__What is being asked__:
Reproduce the listing below verbatim, beginning with the line that contains "point per instance: blue uniform trousers" and continuing through its last line.

__Records to use__:
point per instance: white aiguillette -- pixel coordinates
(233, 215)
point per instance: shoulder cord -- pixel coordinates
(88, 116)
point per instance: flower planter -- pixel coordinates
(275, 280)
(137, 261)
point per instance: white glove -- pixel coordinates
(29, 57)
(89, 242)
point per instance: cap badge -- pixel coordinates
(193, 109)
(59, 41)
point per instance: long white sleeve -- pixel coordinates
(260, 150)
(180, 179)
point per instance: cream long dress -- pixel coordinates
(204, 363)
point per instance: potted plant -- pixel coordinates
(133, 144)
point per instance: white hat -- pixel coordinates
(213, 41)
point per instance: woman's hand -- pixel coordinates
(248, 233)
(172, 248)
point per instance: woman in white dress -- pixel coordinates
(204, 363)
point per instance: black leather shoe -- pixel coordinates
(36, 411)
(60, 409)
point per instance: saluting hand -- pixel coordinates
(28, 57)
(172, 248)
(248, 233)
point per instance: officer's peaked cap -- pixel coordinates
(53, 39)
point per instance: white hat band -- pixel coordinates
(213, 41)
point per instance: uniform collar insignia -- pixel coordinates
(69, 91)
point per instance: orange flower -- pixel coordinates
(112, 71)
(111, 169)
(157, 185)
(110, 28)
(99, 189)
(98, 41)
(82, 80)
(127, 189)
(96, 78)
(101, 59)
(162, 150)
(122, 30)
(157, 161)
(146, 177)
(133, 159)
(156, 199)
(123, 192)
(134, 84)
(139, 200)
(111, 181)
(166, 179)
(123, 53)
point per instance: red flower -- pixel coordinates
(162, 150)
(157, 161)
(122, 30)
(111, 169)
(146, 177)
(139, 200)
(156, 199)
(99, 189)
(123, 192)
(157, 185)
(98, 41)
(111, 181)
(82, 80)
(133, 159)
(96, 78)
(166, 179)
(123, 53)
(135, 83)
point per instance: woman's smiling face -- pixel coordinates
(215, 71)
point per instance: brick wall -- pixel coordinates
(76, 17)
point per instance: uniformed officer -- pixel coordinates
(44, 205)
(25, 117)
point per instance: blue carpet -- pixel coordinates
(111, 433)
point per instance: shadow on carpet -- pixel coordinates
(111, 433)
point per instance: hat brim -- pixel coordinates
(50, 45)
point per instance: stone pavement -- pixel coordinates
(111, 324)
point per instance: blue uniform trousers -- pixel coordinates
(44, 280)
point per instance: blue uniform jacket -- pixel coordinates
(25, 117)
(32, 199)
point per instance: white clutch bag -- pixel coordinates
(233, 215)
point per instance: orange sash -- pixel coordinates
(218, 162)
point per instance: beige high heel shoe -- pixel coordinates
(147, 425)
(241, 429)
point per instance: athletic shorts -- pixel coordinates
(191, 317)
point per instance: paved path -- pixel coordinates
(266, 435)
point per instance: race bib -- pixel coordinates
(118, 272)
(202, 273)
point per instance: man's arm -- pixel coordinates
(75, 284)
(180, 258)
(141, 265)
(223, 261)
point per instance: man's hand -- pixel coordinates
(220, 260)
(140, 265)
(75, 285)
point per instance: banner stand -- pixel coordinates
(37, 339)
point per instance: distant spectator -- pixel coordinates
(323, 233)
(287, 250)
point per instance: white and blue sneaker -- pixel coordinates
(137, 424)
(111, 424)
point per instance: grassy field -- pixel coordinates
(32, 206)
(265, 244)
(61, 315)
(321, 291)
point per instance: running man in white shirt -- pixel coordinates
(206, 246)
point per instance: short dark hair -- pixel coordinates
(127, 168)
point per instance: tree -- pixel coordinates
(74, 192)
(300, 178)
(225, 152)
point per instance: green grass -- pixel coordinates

__Written response__:
point per instance: blue uniform trousers -- pixel coordinates
(44, 280)
point per instance: blue uniform jacket -- pixel coordinates
(25, 117)
(32, 199)
point per instance: white clutch bag -- pixel coordinates
(233, 215)
point per instance: orange sash -- pixel coordinates
(218, 162)
point per instance: beige high heel shoe -- pixel coordinates
(147, 425)
(241, 429)
point per instance: athletic shorts -- pixel coordinates
(191, 317)
point per instance: paved path -- pixel coordinates
(266, 435)
point per instance: race bib -- pixel coordinates
(118, 272)
(202, 273)
point per instance: man's arm -- pixel coordinates
(75, 284)
(180, 258)
(141, 265)
(223, 261)
point per instance: man's hand -- pixel coordinates
(220, 260)
(140, 265)
(75, 285)
point per instance: banner stand -- pixel coordinates
(37, 339)
point per instance: distant spectator -- pixel coordinates
(323, 233)
(287, 250)
point per instance: white and blue sneaker -- pixel coordinates
(137, 424)
(111, 424)
point per instance: grassy field -- pixel coordinates
(32, 206)
(265, 244)
(61, 315)
(321, 291)
point per instance: running man in white shirt -- pixel coordinates
(206, 246)
point per instance: short dark hair -- pixel coordinates
(127, 168)
point per instance: tree -- pixel coordinates
(74, 192)
(300, 178)
(225, 152)
point per instance: green grass -- pixel coordinates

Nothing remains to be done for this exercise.